(Stored items)
==*==

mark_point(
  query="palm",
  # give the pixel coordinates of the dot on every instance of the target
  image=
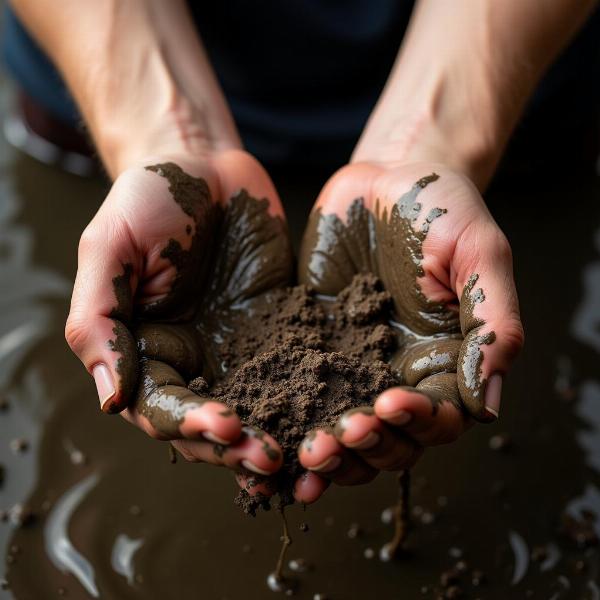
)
(207, 256)
(402, 225)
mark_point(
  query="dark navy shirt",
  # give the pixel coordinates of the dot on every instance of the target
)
(300, 76)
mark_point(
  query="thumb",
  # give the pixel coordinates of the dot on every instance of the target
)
(489, 320)
(101, 306)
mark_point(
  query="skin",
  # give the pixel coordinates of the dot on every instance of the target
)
(148, 95)
(392, 436)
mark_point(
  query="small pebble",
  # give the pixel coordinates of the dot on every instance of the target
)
(21, 516)
(299, 565)
(427, 518)
(539, 553)
(580, 566)
(19, 445)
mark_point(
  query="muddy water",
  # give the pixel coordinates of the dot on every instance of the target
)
(107, 515)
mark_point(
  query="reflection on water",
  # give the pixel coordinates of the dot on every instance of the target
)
(59, 548)
(122, 556)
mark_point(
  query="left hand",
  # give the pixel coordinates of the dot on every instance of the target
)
(438, 243)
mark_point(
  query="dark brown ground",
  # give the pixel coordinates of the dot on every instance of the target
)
(296, 363)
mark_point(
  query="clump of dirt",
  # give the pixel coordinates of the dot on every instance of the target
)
(295, 362)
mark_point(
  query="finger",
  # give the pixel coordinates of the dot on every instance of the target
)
(430, 413)
(321, 453)
(331, 253)
(255, 215)
(166, 409)
(377, 444)
(255, 451)
(309, 487)
(489, 319)
(100, 309)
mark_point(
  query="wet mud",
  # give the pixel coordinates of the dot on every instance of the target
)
(91, 507)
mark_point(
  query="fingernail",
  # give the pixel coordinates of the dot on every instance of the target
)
(401, 417)
(250, 466)
(493, 394)
(211, 437)
(371, 439)
(332, 463)
(104, 384)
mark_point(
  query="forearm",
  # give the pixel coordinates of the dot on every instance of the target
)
(462, 77)
(138, 73)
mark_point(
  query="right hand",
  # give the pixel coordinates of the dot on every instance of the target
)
(145, 255)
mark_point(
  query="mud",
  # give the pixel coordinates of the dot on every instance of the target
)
(296, 363)
(494, 508)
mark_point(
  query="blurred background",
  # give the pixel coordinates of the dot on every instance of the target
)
(89, 507)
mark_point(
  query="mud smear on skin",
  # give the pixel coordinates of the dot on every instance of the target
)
(467, 499)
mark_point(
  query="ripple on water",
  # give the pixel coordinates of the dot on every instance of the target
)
(60, 550)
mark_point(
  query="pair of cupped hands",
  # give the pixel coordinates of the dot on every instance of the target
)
(139, 218)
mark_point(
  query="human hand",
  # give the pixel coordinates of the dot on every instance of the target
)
(431, 240)
(156, 265)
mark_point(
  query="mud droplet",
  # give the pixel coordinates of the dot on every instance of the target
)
(354, 531)
(299, 565)
(279, 584)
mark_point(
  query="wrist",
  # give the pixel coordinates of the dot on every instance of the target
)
(180, 129)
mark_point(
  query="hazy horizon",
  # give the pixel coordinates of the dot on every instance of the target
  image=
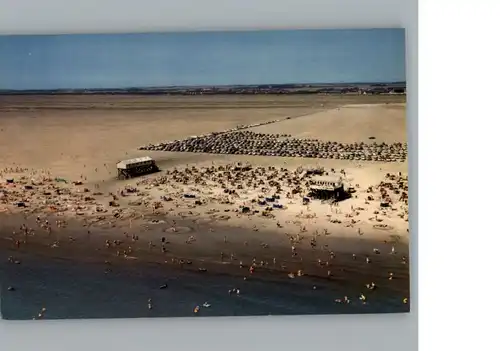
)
(203, 59)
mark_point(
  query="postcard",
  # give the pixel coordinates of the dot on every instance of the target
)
(197, 174)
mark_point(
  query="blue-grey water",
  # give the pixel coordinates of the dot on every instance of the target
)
(202, 58)
(70, 290)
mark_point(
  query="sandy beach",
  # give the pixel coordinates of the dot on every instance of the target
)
(59, 196)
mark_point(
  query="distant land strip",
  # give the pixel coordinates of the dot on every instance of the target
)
(271, 89)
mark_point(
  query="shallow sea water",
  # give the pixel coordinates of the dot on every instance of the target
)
(71, 290)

==*==

Every line above should be repeated exactly; pictures stay out of the copy.

mark_point(
  query="palm",
  # give the pixel coordinates of the dot on every instance of the target
  image=
)
(207, 256)
(402, 225)
mark_point(
  query="dark navy shirt",
  # give the pixel coordinates of the dot on every instance of the target
)
(300, 76)
mark_point(
  query="thumb",
  # give the pixel coordinates of the dot on every instance of the target
)
(489, 320)
(101, 306)
mark_point(
  query="skin",
  # give the pixel coordinates of the dot on every instance of the target
)
(148, 95)
(392, 436)
mark_point(
  query="small pebble",
  # give the pixel coordinates of the dot on every instance of the target
)
(21, 516)
(299, 565)
(427, 518)
(539, 553)
(580, 566)
(19, 445)
mark_point(
  query="muddy water",
  # give the pixel coordinates of the dot on every instance of the target
)
(107, 515)
mark_point(
  query="reflection on water",
  # give the pixel coordinates of the dot on every instance of the target
)
(59, 548)
(122, 556)
mark_point(
  query="left hand",
  # give the pixel coordinates of the dot on every instance of the target
)
(438, 243)
mark_point(
  query="dark brown ground",
  # give the pixel coordinates of the dot on every instance of the target
)
(296, 363)
mark_point(
  query="clump of dirt",
  # give the pixel coordinates of the dot on every instance of the target
)
(295, 362)
mark_point(
  query="finger",
  # give the pixel coordinates of the dot on every instance of the target
)
(430, 413)
(321, 453)
(331, 253)
(255, 215)
(166, 409)
(377, 444)
(255, 451)
(309, 487)
(489, 319)
(100, 309)
mark_point(
  query="wet mud",
  # give the pixel coordinates of the dot on every instance of the target
)
(91, 507)
mark_point(
  query="fingernail",
  # give the pixel coordinates of the dot on every instance of the target
)
(401, 417)
(250, 466)
(493, 394)
(211, 437)
(371, 439)
(332, 463)
(104, 384)
mark_point(
  query="forearm",
  # give the pixel coordinates of the dot on every instance of the target
)
(462, 77)
(138, 73)
mark_point(
  query="right hand",
  # give the pixel coordinates of the dot on every instance of the target
)
(145, 255)
mark_point(
  query="mud",
  # give the pixel coordinates of the dot on every instance of the target
)
(296, 363)
(494, 508)
mark_point(
  query="blurred background",
  # give the pixel coordinates of the dot on every instance of the target
)
(89, 507)
mark_point(
  query="mud smear on skin",
  # give the pixel coordinates of the dot on every instance of the target
)
(467, 499)
mark_point(
  query="ripple on water",
  # give the pixel coordinates of the dot on every instance of the target
)
(60, 550)
mark_point(
  query="pair of cupped hands",
  # give the pixel coordinates of the dot on every instance of the target
)
(139, 218)
mark_point(
  query="human hand",
  # give the pixel coordinates of the dot on every instance of the target
)
(431, 240)
(156, 265)
mark_point(
  query="mud droplet",
  # give the pixel coordinates of the dot on every instance of the target
)
(354, 531)
(299, 565)
(279, 584)
mark_point(
  query="wrist",
  # give the pixel coordinates of the dot on every instance of the target
)
(180, 129)
mark_point(
  query="hazy horizon",
  # give the pixel coordinates of the dot on every instance of the target
  image=
)
(203, 59)
mark_point(
  query="postcard",
  # give the pixel coordinates of the dot on every instance of the target
)
(197, 174)
mark_point(
  query="blue-grey water",
  # give the pixel coordinates of the dot on every instance of the target
)
(202, 58)
(70, 290)
mark_point(
  query="sandy beach",
  # give the pixel coordinates of the dot on every instance of the target
)
(59, 196)
mark_point(
  query="distant land strip",
  # give the pixel coordinates of the dot on every instance of the target
)
(271, 89)
mark_point(
  query="shallow sea water",
  # give the pixel coordinates of the dot on every instance of the target
)
(71, 290)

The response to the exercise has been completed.